#### 原文資料

53
矢沢永吉、50代の走り方。

第31回 精一杯かどうかは、見ればわかる。








「あなたが歌い続けるのはなぜですか?」

ときどきそう聞かれることがある。
昔はわからなかったんだ、これが。

今はわかる。

幸いなことにここまで来れて、
今この年齢になってくると、はっきりわかってくる。

オレには見せられるもの、表現できるもの、
伝えられるものがある。そういうことなんだ。

あるから、出す。
しぼり出すよ、そのたびに全部。



     『アー・ユー・ハッピー?』(矢沢永吉・日経BP社)より







 今回は特別に、
 『木のいのち木のこころ(地)』の著者で、
 法隆寺宮大工の西岡常一さんが取った唯一の弟子、
 宮大工の小川三夫さんの談話をお届けいたします。
 昔の人から、うけついだものがあるならば、
 それはなんだろう、ということを聞いた談話です。

 小川さんは、54歳。
 矢沢永吉さんとは同年代であり、
 仕事ばかりの毎日を送っていることも共通しています。

 この談話は、矢沢さんを語ったものではありません。
 しかし、このコーナーのラストが近づくにあたって、
 どうしても、ご紹介をしたいと思ったものなのです。

 「53」では、音楽に携わる人ではない人で、
 矢沢永吉さんの影響を受けて頑張っている人たちに、
 数か月間、インタビューをさせてもらってきました。

 では、その人たちは矢沢さんの何を好きなのだろう?
 どの点で、影響を受けてきたのだろう?
 例えば、「気持ち」を受け継いでいるとしたら、
 それは、どういうようなところで、なのだろう?

 そんなことを考えるきっかけになるのが、今回の
 小川三夫さんによる談話になっていると思います。
 「年齢を重ねるということ」をサブテーマにしてきた
 この連載のしめくくりとして、どうぞお読みください。




【宮大工・小川三夫さんの談話】


 今、自分は
 仕事をしているのが、いちばんラクです。
 「休みたいなぁ」という時はないですし、
 正月は2日から現場に行っていますから。
 現場にいるのが、いちばん気が休まりますよ。

 自分としては、
 「ようこんな仕事につけたなぁ」
 「いちばんいい仕事に入ってるわ」と思ってます。

 大きなお金を預かって、
 自分の思うようなものを作らしてもらって、
 で、最後には感謝状までもらうんですから。
 そら、まぁ、楽しいですな。

 20歳そこらで棟梁に弟子入りしてからは、
 まぁ大部屋で、自由な時間はひとつもない生活だよ。

########
#### 提供データ

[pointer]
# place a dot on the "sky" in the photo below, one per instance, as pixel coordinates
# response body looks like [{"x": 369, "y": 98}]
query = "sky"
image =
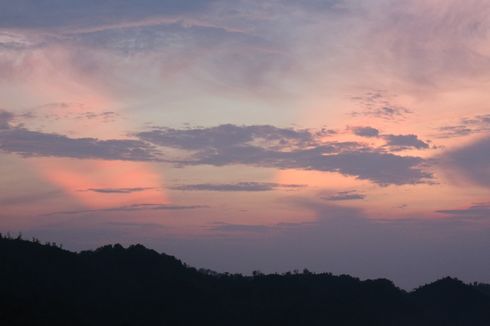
[{"x": 342, "y": 136}]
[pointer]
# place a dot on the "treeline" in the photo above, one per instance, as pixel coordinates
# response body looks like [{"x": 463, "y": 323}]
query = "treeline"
[{"x": 42, "y": 284}]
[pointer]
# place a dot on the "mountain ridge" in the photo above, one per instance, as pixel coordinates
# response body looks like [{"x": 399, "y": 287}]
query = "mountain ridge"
[{"x": 43, "y": 284}]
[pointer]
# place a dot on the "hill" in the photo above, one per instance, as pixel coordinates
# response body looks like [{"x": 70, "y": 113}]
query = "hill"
[{"x": 42, "y": 284}]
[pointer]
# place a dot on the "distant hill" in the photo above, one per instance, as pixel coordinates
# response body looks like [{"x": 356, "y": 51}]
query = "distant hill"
[{"x": 42, "y": 284}]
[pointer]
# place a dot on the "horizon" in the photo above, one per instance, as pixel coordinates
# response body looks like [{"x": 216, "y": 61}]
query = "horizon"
[{"x": 337, "y": 136}]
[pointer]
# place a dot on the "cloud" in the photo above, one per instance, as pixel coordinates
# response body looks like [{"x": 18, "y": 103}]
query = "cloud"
[
  {"x": 401, "y": 142},
  {"x": 228, "y": 135},
  {"x": 118, "y": 190},
  {"x": 228, "y": 227},
  {"x": 131, "y": 208},
  {"x": 472, "y": 162},
  {"x": 236, "y": 187},
  {"x": 256, "y": 145},
  {"x": 345, "y": 195},
  {"x": 268, "y": 146},
  {"x": 466, "y": 126},
  {"x": 5, "y": 119},
  {"x": 477, "y": 211},
  {"x": 366, "y": 131},
  {"x": 89, "y": 13},
  {"x": 34, "y": 143},
  {"x": 378, "y": 104},
  {"x": 29, "y": 198}
]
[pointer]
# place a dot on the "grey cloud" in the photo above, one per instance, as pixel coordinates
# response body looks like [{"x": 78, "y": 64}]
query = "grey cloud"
[
  {"x": 268, "y": 146},
  {"x": 33, "y": 143},
  {"x": 400, "y": 142},
  {"x": 378, "y": 104},
  {"x": 236, "y": 187},
  {"x": 466, "y": 126},
  {"x": 471, "y": 162},
  {"x": 60, "y": 13},
  {"x": 228, "y": 227},
  {"x": 119, "y": 190},
  {"x": 366, "y": 132},
  {"x": 228, "y": 135},
  {"x": 131, "y": 208},
  {"x": 5, "y": 119},
  {"x": 345, "y": 195},
  {"x": 476, "y": 211},
  {"x": 29, "y": 198}
]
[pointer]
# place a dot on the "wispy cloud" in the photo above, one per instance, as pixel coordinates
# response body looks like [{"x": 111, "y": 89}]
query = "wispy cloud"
[
  {"x": 131, "y": 208},
  {"x": 269, "y": 146},
  {"x": 236, "y": 187},
  {"x": 466, "y": 126},
  {"x": 401, "y": 142},
  {"x": 118, "y": 190},
  {"x": 35, "y": 143},
  {"x": 470, "y": 162},
  {"x": 481, "y": 210},
  {"x": 344, "y": 195}
]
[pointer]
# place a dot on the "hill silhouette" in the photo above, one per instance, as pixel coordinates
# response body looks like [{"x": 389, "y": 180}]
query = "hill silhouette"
[{"x": 42, "y": 284}]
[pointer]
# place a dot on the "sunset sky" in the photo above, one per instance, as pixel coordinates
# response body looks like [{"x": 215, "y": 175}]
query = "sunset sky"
[{"x": 340, "y": 136}]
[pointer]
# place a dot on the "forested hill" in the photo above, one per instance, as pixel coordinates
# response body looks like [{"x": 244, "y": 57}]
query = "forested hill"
[{"x": 42, "y": 284}]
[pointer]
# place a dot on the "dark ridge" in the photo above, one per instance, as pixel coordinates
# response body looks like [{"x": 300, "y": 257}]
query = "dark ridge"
[{"x": 42, "y": 284}]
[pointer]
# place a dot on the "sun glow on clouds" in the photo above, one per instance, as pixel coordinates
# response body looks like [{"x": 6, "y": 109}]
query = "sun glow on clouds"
[{"x": 71, "y": 90}]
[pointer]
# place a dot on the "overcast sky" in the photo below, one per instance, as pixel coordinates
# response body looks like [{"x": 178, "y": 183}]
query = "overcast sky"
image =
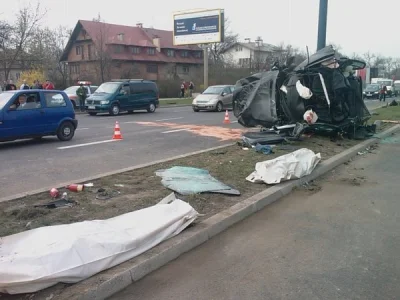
[{"x": 355, "y": 25}]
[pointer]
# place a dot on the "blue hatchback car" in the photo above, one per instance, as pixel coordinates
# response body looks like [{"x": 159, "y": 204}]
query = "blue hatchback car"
[{"x": 36, "y": 113}]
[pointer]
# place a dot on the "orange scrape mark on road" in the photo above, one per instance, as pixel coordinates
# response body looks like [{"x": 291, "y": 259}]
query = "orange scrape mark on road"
[{"x": 221, "y": 133}]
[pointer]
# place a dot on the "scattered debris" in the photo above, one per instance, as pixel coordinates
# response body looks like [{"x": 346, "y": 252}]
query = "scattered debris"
[
  {"x": 286, "y": 167},
  {"x": 187, "y": 181},
  {"x": 57, "y": 204}
]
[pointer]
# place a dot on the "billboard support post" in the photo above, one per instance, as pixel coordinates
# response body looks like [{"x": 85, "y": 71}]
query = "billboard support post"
[{"x": 205, "y": 53}]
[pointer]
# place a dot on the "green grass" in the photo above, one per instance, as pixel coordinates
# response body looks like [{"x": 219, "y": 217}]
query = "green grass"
[
  {"x": 176, "y": 101},
  {"x": 387, "y": 113}
]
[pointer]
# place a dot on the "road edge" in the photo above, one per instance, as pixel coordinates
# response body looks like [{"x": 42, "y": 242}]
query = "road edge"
[
  {"x": 112, "y": 281},
  {"x": 104, "y": 174}
]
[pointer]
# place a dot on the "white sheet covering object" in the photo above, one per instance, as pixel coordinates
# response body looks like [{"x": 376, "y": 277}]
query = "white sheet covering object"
[
  {"x": 42, "y": 257},
  {"x": 286, "y": 167}
]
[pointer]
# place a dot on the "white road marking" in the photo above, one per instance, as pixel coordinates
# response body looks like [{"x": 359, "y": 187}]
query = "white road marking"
[
  {"x": 86, "y": 144},
  {"x": 169, "y": 119},
  {"x": 176, "y": 130}
]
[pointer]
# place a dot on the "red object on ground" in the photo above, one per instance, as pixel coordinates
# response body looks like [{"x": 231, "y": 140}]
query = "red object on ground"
[
  {"x": 54, "y": 193},
  {"x": 76, "y": 187}
]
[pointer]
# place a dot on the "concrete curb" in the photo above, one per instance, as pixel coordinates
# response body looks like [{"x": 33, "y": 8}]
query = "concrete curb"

########

要件:
- 1) 「edge」という文字列を含む行を、すべてそのまま書き出すこと。
- 2) 矢沢永吉に関する連載記事について、示されている最後の文のあとから続きを書くこと。

タスク別回答:
- 1)
# place a dot on the "road edge" in the photo above, one per instance, as pixel coordinates
query = "road edge"

- 2)
 今に至るまで、ずっとそうさ。慣れると楽しいけどな。
 多少は苦しいとかそういう時はあったでしょうが、
 修行するのに「苦しい!」とか思っているうちは、
 「仕事の雰囲気の中に入りこんでいない」んです。


 だから、今見てても、
 いろんな能力のある子は、なかなか入りこめないです。
 「仕事にどっぷり首まで浸れ」
 と言うても、これは浸れる子と浸れない子がいる。

 それはどこに違いがあるかというと、
 むだな能力を持ってる子は浸れないですよ。
 首まで浸かるまでに
 いろんなことを考えてしまって、ほかを見ますよ。
 苦しくなったら、ほかを見てしまうわ。

 でも、能力のない子は、苦しくても、
 ひとつの仕事しか見られないんです。
 それが、楽しいことなんですよ。

 高校の時、クラスでの俺の成績は、55人中55番だった。
 学年でも、実力テストで339人中330番。
 まぁ、そん時ぁ、たまたま、
 あとの9人ぐらいが学校休んだんでしょうな(笑)。
 俺はそんなもんです。
 それくらいだと、脇目をする必要がなくなる。

 高校の修学旅行で法隆寺を見た時だって、
 酔っぱらっていたものな……暇だから、酒飲んでた。
 で、酒でぼーっとしていたら、案内している人が、
 「1300年前にこの塔ができたんですよ」
 それ聞いて、「え?」って思った。
 この材料、どう持ってきたんだろうか。

 頭の中に何にもなかったけど、
 1300年前にこの塔を作った人が
 どういう気持ちでどういう考えでやったのかとか、
 その人たちの血や汗を、学びたくなったんだ。
 宮大工という職業も何もわからなかったけど、
 「俺も作りたい」と思った。それがスタートです。

 いま考えても、法隆寺の五重塔は、
 「作ろうと思う信念」と言うか、
 そういうもので作りあげたものだと思うんです。

 法隆寺は、飛鳥時代です。
 そのあとの奈良の都を例に取りますと……。
 あの奈良は、60年で作りあげられたんです。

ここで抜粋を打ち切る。